SUPPLIED MATERIAL Start Marker

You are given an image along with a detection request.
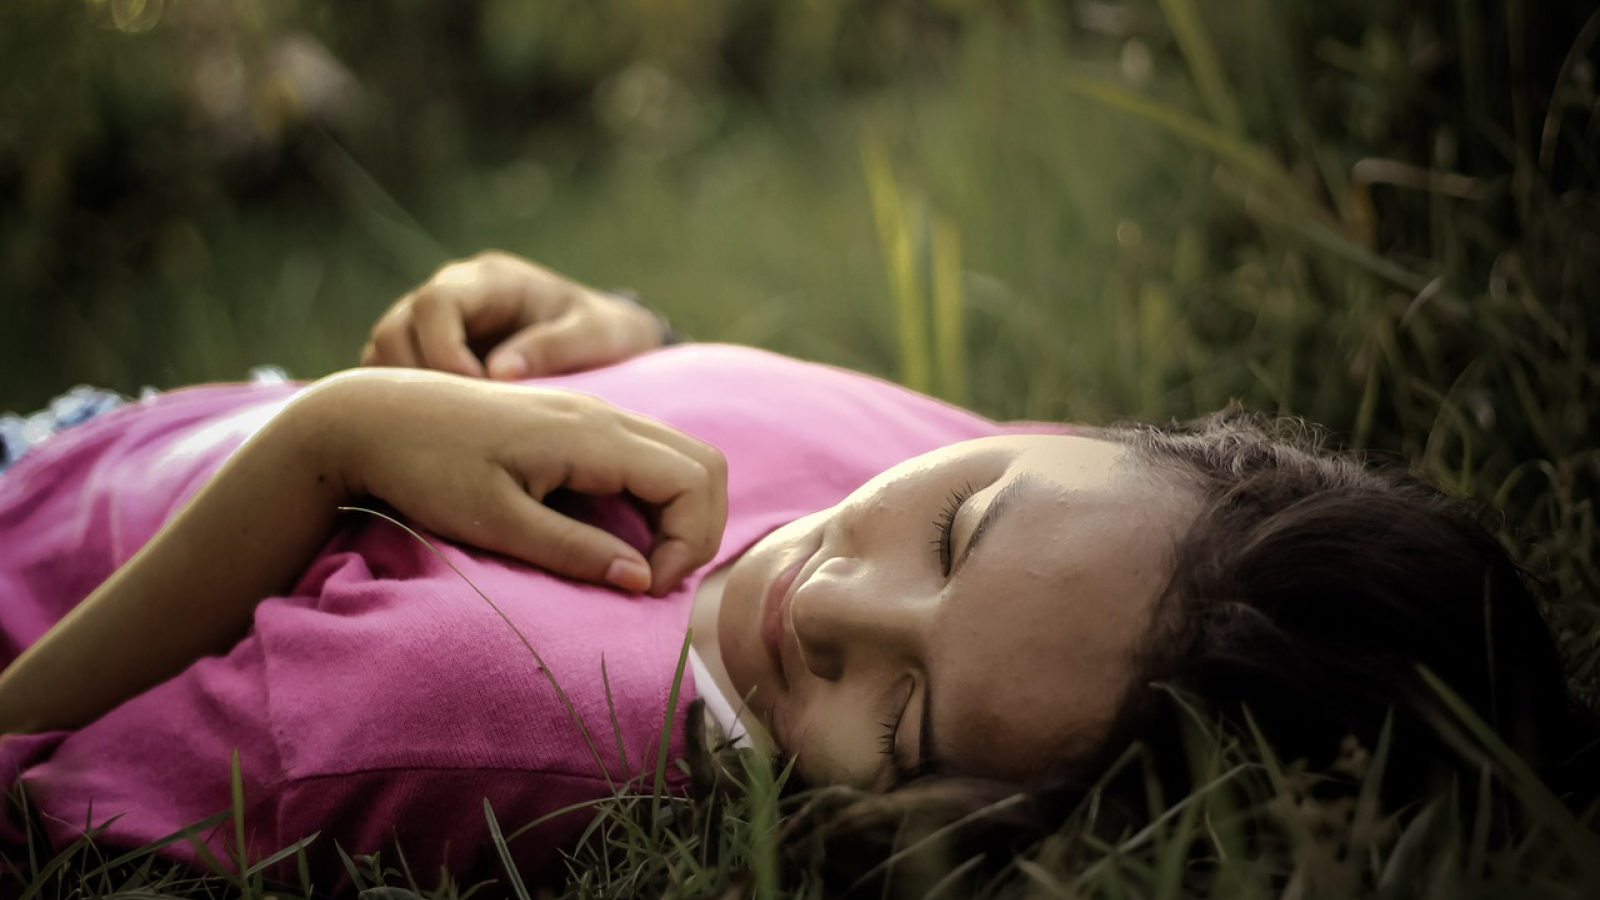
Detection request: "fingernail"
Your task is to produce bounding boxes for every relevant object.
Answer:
[489,353,527,380]
[604,557,651,592]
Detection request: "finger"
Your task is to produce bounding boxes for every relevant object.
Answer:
[651,453,728,595]
[610,418,731,575]
[486,311,603,379]
[440,258,545,349]
[369,303,421,368]
[618,419,733,548]
[643,485,727,596]
[524,427,726,594]
[476,483,655,592]
[410,291,487,377]
[604,432,728,596]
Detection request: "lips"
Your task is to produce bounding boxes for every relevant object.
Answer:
[760,544,814,687]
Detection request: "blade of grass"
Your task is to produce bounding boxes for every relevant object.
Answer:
[298,127,450,276]
[504,793,638,845]
[1058,70,1432,294]
[1467,764,1494,884]
[1419,666,1600,877]
[335,842,369,891]
[483,801,533,900]
[845,794,1029,893]
[650,630,694,837]
[341,506,616,792]
[1538,8,1600,171]
[1156,0,1244,134]
[1376,798,1442,900]
[16,832,98,900]
[600,656,630,777]
[931,214,967,406]
[744,747,780,900]
[75,811,230,882]
[242,831,321,880]
[1354,712,1397,861]
[15,784,39,880]
[1057,72,1311,219]
[180,829,233,882]
[229,750,253,900]
[862,132,931,392]
[1014,857,1070,896]
[923,852,987,900]
[297,836,314,897]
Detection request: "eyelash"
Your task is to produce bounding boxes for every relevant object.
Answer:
[878,716,900,760]
[879,679,916,764]
[930,480,975,576]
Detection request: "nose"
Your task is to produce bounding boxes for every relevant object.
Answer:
[790,555,927,681]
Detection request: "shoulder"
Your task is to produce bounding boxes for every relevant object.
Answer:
[546,344,1003,449]
[254,545,698,881]
[257,541,696,781]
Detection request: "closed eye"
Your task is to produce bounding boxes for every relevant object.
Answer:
[930,481,975,576]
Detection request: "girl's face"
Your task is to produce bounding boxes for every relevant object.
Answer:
[713,434,1193,788]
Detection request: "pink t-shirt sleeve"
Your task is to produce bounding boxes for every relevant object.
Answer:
[0,345,1040,887]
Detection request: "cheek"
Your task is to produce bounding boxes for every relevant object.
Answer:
[789,687,879,787]
[838,484,939,562]
[716,514,830,697]
[713,566,760,695]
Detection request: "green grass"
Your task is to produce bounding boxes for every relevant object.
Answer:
[2,0,1596,896]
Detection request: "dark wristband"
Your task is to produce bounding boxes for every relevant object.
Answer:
[607,289,684,346]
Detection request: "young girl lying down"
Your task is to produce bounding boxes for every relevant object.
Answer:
[0,252,1590,891]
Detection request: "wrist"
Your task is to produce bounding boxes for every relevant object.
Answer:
[606,289,683,347]
[284,371,385,501]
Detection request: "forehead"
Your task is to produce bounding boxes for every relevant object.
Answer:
[927,436,1184,780]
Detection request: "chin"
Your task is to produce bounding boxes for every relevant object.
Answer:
[714,549,770,708]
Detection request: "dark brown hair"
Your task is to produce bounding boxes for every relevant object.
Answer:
[765,409,1597,897]
[1111,411,1593,791]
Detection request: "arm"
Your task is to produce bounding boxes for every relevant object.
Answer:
[0,385,347,734]
[0,369,726,735]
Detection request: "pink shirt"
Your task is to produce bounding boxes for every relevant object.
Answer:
[0,346,1034,888]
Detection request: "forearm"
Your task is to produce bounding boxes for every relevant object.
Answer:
[0,382,354,734]
[0,363,727,734]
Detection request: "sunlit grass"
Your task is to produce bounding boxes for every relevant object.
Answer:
[10,685,1599,899]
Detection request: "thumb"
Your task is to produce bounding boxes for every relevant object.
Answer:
[486,315,609,379]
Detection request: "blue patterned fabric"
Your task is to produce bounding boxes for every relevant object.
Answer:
[0,366,291,474]
[0,386,130,474]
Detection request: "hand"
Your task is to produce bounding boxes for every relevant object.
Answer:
[312,369,726,595]
[360,251,668,379]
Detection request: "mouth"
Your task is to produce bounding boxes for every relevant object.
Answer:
[760,540,816,689]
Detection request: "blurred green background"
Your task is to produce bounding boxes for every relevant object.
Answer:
[2,0,1595,617]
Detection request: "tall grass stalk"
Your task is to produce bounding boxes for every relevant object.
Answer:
[862,134,931,395]
[930,215,968,407]
[1155,0,1245,134]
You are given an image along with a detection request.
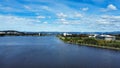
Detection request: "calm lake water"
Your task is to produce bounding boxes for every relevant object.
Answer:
[0,36,120,68]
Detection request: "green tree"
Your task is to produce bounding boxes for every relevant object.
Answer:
[83,38,98,45]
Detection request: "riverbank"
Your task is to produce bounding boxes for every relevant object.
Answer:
[58,36,120,50]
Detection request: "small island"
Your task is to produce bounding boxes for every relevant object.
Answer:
[58,33,120,50]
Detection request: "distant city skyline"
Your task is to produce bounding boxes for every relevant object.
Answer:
[0,0,120,32]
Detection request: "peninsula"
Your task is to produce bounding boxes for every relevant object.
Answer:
[58,33,120,50]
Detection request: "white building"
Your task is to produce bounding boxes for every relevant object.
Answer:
[63,33,72,36]
[96,35,116,41]
[0,32,5,34]
[89,34,116,41]
[89,34,98,38]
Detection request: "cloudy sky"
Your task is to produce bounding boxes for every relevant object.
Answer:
[0,0,120,32]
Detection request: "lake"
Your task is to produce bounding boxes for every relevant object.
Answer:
[0,36,120,68]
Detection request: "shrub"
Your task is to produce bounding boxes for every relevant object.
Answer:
[83,38,98,45]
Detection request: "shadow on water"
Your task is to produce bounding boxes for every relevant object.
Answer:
[0,36,120,68]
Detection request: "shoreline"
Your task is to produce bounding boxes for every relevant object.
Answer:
[66,41,120,51]
[58,36,120,51]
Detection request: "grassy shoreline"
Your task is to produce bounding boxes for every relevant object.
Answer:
[58,36,120,50]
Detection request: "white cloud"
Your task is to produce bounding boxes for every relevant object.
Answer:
[0,0,119,32]
[37,16,46,19]
[24,5,31,10]
[0,15,52,31]
[56,13,120,31]
[43,21,48,24]
[0,15,40,27]
[101,4,117,12]
[0,15,39,24]
[107,4,117,10]
[59,18,69,24]
[74,12,83,18]
[56,12,70,24]
[95,15,120,30]
[81,7,89,11]
[60,18,66,22]
[56,12,83,25]
[41,6,51,11]
[57,13,67,18]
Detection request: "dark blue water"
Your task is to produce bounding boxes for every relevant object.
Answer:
[0,36,120,68]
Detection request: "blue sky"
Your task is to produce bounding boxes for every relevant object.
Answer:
[0,0,120,32]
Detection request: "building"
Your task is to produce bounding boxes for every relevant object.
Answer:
[63,33,72,36]
[96,35,116,41]
[89,34,98,38]
[0,32,5,34]
[89,34,116,41]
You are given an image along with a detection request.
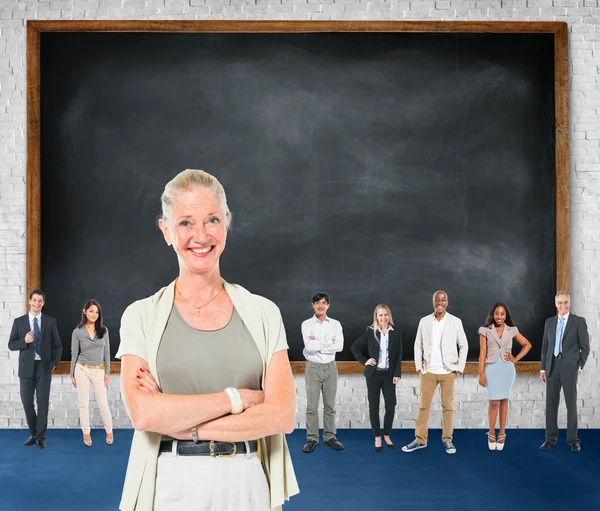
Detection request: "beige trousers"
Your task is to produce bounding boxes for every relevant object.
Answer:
[415,371,456,444]
[154,450,270,511]
[74,363,113,434]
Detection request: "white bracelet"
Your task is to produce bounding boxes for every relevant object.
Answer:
[224,387,243,414]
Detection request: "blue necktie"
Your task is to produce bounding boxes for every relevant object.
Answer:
[33,317,40,355]
[554,316,565,357]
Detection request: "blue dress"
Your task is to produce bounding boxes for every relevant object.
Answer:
[478,325,518,400]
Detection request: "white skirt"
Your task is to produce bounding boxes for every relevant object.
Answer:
[154,449,270,511]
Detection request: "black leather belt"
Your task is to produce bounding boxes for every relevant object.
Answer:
[159,439,258,457]
[376,368,389,372]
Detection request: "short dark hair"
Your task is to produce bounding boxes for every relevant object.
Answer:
[29,289,46,301]
[311,292,330,304]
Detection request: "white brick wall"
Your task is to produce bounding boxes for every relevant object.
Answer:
[0,0,599,431]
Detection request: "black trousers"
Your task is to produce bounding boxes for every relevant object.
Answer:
[545,356,579,445]
[19,361,52,441]
[366,370,397,437]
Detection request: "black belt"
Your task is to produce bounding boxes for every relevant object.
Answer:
[376,368,389,372]
[159,439,258,457]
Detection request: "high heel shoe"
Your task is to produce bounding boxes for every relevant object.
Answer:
[384,439,395,450]
[106,433,114,445]
[496,434,506,451]
[83,434,92,447]
[374,438,382,453]
[487,432,496,451]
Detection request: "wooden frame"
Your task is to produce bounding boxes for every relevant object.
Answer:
[26,21,569,376]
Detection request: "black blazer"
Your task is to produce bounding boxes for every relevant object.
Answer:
[351,326,402,380]
[540,313,590,375]
[8,314,63,378]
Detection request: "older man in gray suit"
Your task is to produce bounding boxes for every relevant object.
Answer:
[540,291,590,452]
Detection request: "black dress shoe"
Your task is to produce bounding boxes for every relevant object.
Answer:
[374,445,382,453]
[325,438,344,450]
[384,441,396,450]
[539,441,554,451]
[23,436,36,447]
[302,440,318,453]
[36,439,47,450]
[570,442,581,453]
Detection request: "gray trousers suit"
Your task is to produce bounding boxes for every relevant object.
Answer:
[540,314,590,445]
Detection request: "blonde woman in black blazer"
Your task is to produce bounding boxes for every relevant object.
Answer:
[352,304,402,452]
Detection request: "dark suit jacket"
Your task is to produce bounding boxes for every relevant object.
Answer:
[8,314,63,378]
[351,327,402,380]
[540,313,590,376]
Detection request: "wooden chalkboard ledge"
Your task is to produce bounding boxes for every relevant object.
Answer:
[55,361,540,376]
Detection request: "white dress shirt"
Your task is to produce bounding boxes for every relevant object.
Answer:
[301,315,344,364]
[377,326,393,369]
[541,312,570,374]
[428,313,451,374]
[28,311,42,360]
[557,312,569,342]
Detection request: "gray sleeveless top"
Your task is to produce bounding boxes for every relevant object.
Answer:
[156,305,263,395]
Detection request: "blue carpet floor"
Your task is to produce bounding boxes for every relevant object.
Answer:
[0,429,598,511]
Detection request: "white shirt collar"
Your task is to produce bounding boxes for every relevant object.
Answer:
[311,314,330,323]
[558,312,569,322]
[432,313,447,323]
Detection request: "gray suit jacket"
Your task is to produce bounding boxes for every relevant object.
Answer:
[8,314,63,378]
[540,313,590,375]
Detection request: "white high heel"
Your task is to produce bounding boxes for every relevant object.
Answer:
[496,434,506,451]
[487,432,497,450]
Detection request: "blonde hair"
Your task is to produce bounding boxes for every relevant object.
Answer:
[369,304,395,334]
[160,169,231,226]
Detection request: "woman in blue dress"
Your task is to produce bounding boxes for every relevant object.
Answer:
[478,303,531,451]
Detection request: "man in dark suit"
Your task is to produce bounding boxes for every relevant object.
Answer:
[540,291,590,453]
[8,289,62,450]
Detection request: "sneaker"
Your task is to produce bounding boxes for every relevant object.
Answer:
[401,439,427,453]
[443,441,456,454]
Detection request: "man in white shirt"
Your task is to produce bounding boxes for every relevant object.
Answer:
[301,292,344,453]
[402,290,468,455]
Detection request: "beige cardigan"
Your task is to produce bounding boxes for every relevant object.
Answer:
[116,280,299,510]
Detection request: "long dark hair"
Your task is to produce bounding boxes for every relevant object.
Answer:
[483,302,515,328]
[77,299,107,338]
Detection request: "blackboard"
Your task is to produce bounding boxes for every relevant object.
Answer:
[32,25,566,365]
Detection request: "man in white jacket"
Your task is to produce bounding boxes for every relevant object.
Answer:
[402,290,468,455]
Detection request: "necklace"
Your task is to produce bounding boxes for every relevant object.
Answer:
[175,279,224,313]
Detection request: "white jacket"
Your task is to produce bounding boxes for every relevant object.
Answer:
[414,312,469,373]
[115,280,299,510]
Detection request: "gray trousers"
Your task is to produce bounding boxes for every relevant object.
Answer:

SUPPLIED MATERIAL End Marker

▸ **THE TASK**: Within the entries above, find every line where the string "hair" occurs, and copy it.

▸ **TASK RESPONSE**:
Detection request: "dark brown hair"
Detection request: "short dark hair"
Detection request: "blonde hair"
Detection request: "long dark hair"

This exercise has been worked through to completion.